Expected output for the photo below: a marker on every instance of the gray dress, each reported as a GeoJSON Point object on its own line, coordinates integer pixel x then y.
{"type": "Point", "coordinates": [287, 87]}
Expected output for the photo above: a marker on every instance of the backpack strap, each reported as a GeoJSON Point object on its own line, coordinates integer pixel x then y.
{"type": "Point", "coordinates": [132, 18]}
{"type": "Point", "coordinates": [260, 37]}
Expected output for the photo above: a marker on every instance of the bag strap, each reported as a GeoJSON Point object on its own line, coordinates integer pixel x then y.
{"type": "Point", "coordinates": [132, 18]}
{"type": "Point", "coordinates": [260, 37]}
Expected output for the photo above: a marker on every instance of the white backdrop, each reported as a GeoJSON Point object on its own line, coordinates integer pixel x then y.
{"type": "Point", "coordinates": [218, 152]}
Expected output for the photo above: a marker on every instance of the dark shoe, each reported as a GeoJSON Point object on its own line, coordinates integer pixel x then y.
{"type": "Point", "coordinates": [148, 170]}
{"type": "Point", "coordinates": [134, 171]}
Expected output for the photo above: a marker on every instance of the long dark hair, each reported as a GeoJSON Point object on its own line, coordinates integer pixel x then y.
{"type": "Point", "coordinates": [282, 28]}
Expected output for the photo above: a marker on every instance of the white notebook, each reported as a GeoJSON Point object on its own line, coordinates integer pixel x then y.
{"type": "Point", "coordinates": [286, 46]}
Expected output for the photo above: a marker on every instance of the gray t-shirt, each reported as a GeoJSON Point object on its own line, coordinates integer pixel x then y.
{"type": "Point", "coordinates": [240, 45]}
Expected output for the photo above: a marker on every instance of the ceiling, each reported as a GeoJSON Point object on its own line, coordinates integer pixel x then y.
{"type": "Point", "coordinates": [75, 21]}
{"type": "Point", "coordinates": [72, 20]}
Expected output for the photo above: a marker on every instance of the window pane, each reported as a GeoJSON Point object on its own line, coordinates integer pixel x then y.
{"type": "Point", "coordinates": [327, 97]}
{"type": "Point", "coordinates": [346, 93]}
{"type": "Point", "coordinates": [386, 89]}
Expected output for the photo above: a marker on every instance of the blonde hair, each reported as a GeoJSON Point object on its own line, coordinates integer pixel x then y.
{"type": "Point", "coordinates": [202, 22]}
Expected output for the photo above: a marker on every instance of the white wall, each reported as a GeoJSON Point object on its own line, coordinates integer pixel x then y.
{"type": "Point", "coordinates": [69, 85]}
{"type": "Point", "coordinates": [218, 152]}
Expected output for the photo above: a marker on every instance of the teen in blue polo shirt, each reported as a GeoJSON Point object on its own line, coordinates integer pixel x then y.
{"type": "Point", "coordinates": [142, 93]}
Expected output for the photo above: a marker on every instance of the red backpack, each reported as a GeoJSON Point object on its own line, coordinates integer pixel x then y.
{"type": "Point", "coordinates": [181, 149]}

#### TASK DIRECTIONS:
Only one stretch of the data is wanted: the lines from the one with "of the teen" through the last, repeated exactly.

#### OUTPUT FOR THIS EXERCISE:
Expected output for the photo above: a marker on every instance of the teen in blue polo shirt, each reported as a GeoJSON Point object on its own line, coordinates integer pixel x then y.
{"type": "Point", "coordinates": [142, 93]}
Expected output for the photo above: a marker on every instance of the red backpack, each reported as a GeoJSON Point object on its own line, coordinates integer pixel x then y.
{"type": "Point", "coordinates": [181, 149]}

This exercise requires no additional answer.